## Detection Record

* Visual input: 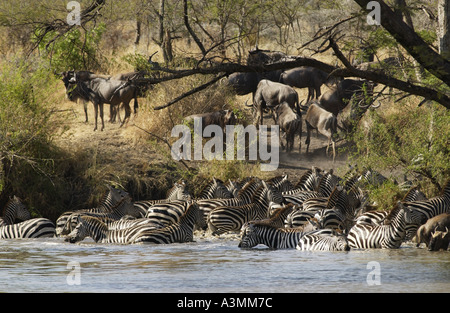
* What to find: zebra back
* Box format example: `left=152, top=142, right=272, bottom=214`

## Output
left=133, top=202, right=201, bottom=244
left=207, top=181, right=284, bottom=235
left=297, top=229, right=350, bottom=251
left=347, top=202, right=415, bottom=249
left=0, top=218, right=55, bottom=239
left=239, top=223, right=304, bottom=249
left=294, top=167, right=322, bottom=191
left=317, top=170, right=341, bottom=197
left=0, top=196, right=31, bottom=226
left=197, top=178, right=233, bottom=200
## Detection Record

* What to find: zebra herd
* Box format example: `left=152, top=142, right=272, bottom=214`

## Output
left=0, top=167, right=449, bottom=252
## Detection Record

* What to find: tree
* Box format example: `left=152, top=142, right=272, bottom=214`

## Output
left=438, top=0, right=450, bottom=56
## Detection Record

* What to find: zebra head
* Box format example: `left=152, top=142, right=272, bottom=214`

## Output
left=238, top=223, right=259, bottom=248
left=6, top=196, right=31, bottom=223
left=65, top=215, right=106, bottom=243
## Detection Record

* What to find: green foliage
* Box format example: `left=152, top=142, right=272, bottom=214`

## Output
left=349, top=102, right=450, bottom=191
left=34, top=23, right=107, bottom=73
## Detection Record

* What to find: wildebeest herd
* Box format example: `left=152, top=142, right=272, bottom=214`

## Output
left=1, top=167, right=449, bottom=251
left=59, top=48, right=379, bottom=162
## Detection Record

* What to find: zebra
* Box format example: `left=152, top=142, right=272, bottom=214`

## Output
left=283, top=170, right=340, bottom=207
left=403, top=180, right=450, bottom=225
left=0, top=218, right=55, bottom=239
left=133, top=178, right=232, bottom=219
left=66, top=203, right=202, bottom=244
left=207, top=181, right=284, bottom=236
left=133, top=202, right=203, bottom=244
left=282, top=167, right=323, bottom=195
left=144, top=200, right=205, bottom=229
left=132, top=179, right=193, bottom=218
left=315, top=186, right=365, bottom=233
left=197, top=178, right=263, bottom=225
left=347, top=202, right=421, bottom=249
left=284, top=206, right=317, bottom=228
left=0, top=196, right=31, bottom=226
left=238, top=223, right=305, bottom=249
left=296, top=229, right=350, bottom=251
left=58, top=192, right=136, bottom=237
left=55, top=185, right=130, bottom=236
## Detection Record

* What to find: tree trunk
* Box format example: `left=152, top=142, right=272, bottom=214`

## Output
left=438, top=0, right=450, bottom=57
left=354, top=0, right=450, bottom=86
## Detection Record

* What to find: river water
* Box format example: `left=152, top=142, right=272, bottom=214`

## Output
left=0, top=234, right=449, bottom=293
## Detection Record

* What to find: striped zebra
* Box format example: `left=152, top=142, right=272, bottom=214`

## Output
left=58, top=192, right=137, bottom=237
left=55, top=185, right=131, bottom=236
left=296, top=229, right=350, bottom=251
left=134, top=202, right=202, bottom=244
left=132, top=179, right=193, bottom=218
left=66, top=202, right=201, bottom=244
left=144, top=200, right=205, bottom=229
left=314, top=186, right=364, bottom=233
left=284, top=206, right=317, bottom=228
left=403, top=180, right=450, bottom=225
left=283, top=170, right=340, bottom=207
left=133, top=178, right=232, bottom=219
left=0, top=196, right=31, bottom=226
left=283, top=167, right=323, bottom=195
left=197, top=178, right=263, bottom=225
left=207, top=181, right=284, bottom=236
left=347, top=202, right=421, bottom=249
left=0, top=218, right=55, bottom=239
left=238, top=223, right=305, bottom=249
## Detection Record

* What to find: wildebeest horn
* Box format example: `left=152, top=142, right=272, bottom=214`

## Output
left=244, top=99, right=253, bottom=107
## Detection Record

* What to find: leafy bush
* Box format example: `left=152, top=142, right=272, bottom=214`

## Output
left=34, top=23, right=107, bottom=73
left=348, top=101, right=450, bottom=195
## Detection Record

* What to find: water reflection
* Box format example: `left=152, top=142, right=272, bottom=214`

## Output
left=0, top=238, right=448, bottom=292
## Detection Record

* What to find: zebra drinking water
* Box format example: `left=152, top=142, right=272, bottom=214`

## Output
left=296, top=229, right=350, bottom=251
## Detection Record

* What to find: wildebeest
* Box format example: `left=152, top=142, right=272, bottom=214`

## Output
left=319, top=79, right=375, bottom=116
left=273, top=102, right=302, bottom=154
left=249, top=79, right=299, bottom=126
left=226, top=47, right=291, bottom=97
left=61, top=71, right=91, bottom=123
left=279, top=67, right=331, bottom=102
left=415, top=213, right=450, bottom=248
left=428, top=228, right=450, bottom=251
left=227, top=71, right=283, bottom=97
left=304, top=101, right=337, bottom=162
left=67, top=71, right=145, bottom=131
left=183, top=110, right=237, bottom=132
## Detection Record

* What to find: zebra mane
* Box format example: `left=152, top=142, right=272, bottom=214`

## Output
left=402, top=186, right=427, bottom=202
left=1, top=196, right=23, bottom=218
left=250, top=204, right=295, bottom=228
left=383, top=202, right=405, bottom=224
left=197, top=178, right=224, bottom=198
left=236, top=178, right=262, bottom=198
left=440, top=180, right=450, bottom=197
left=295, top=167, right=322, bottom=190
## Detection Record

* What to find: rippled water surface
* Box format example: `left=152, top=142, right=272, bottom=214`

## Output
left=0, top=236, right=449, bottom=293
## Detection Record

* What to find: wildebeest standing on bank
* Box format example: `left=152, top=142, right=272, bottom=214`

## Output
left=250, top=79, right=299, bottom=126
left=273, top=102, right=302, bottom=154
left=67, top=71, right=145, bottom=131
left=304, top=101, right=337, bottom=162
left=319, top=79, right=375, bottom=116
left=279, top=67, right=331, bottom=103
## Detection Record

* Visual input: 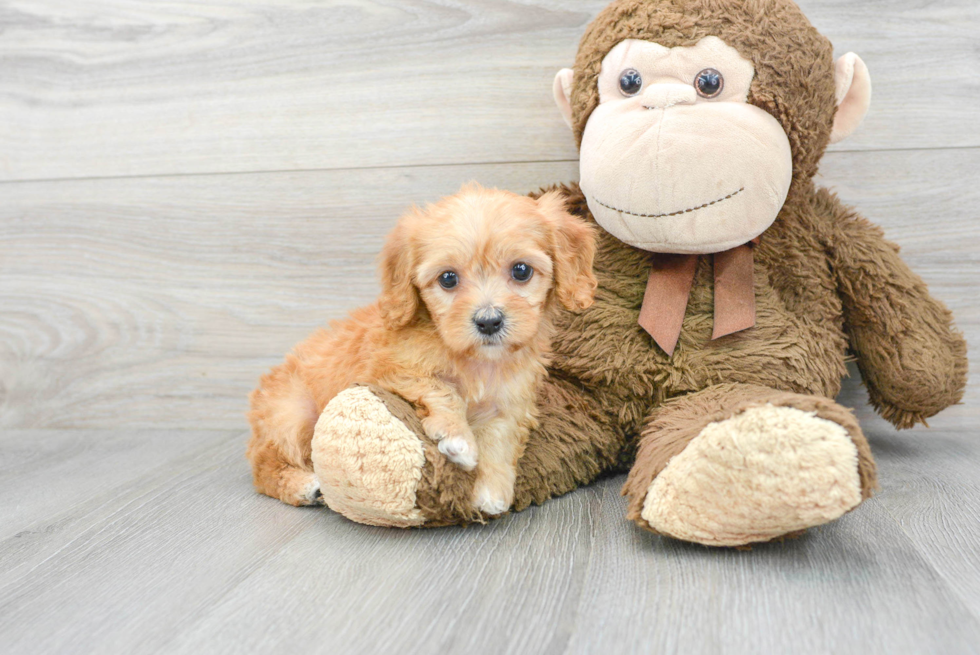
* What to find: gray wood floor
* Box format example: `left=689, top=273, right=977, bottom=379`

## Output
left=1, top=1, right=979, bottom=653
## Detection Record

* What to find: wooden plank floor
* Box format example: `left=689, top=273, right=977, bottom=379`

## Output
left=1, top=1, right=979, bottom=653
left=2, top=414, right=980, bottom=654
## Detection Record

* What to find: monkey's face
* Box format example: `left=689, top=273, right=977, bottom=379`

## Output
left=576, top=36, right=793, bottom=254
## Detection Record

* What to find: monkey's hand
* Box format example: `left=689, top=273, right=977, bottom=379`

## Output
left=823, top=190, right=967, bottom=429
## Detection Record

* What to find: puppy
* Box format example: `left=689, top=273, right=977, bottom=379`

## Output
left=246, top=184, right=597, bottom=515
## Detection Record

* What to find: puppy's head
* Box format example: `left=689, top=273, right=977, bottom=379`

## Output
left=379, top=183, right=597, bottom=359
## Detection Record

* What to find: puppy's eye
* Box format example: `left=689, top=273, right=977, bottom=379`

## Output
left=619, top=68, right=642, bottom=96
left=694, top=68, right=723, bottom=98
left=511, top=262, right=533, bottom=282
left=438, top=271, right=458, bottom=290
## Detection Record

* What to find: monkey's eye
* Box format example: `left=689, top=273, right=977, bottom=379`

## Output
left=511, top=262, right=533, bottom=282
left=694, top=68, right=724, bottom=98
left=438, top=271, right=459, bottom=289
left=619, top=69, right=643, bottom=96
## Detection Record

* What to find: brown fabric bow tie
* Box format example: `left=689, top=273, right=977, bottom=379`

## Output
left=638, top=239, right=759, bottom=356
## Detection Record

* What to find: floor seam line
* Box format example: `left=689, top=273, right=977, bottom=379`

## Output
left=1, top=144, right=978, bottom=186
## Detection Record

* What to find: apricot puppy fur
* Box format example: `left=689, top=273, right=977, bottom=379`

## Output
left=247, top=184, right=597, bottom=515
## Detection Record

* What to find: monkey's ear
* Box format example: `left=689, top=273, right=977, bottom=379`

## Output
left=537, top=190, right=597, bottom=312
left=553, top=68, right=574, bottom=129
left=829, top=53, right=872, bottom=144
left=378, top=213, right=421, bottom=330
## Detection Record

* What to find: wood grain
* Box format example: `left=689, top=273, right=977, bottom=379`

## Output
left=167, top=480, right=598, bottom=655
left=870, top=421, right=980, bottom=619
left=1, top=429, right=979, bottom=655
left=1, top=2, right=979, bottom=652
left=0, top=428, right=238, bottom=542
left=0, top=433, right=320, bottom=655
left=0, top=161, right=573, bottom=430
left=2, top=150, right=976, bottom=431
left=563, top=476, right=980, bottom=655
left=831, top=379, right=980, bottom=619
left=1, top=0, right=977, bottom=182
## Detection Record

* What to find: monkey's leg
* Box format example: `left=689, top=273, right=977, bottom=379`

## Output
left=511, top=375, right=626, bottom=511
left=622, top=383, right=878, bottom=547
left=311, top=378, right=624, bottom=527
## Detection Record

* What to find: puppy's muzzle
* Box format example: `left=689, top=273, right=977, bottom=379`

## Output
left=473, top=307, right=505, bottom=336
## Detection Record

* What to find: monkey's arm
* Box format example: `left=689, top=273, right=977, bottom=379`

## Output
left=380, top=373, right=479, bottom=470
left=820, top=189, right=968, bottom=428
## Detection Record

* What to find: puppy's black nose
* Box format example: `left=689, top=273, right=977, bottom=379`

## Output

::::

- _Required work_
Reply by stating only how many lines in the listing hold the word "puppy".

- _Output below_
6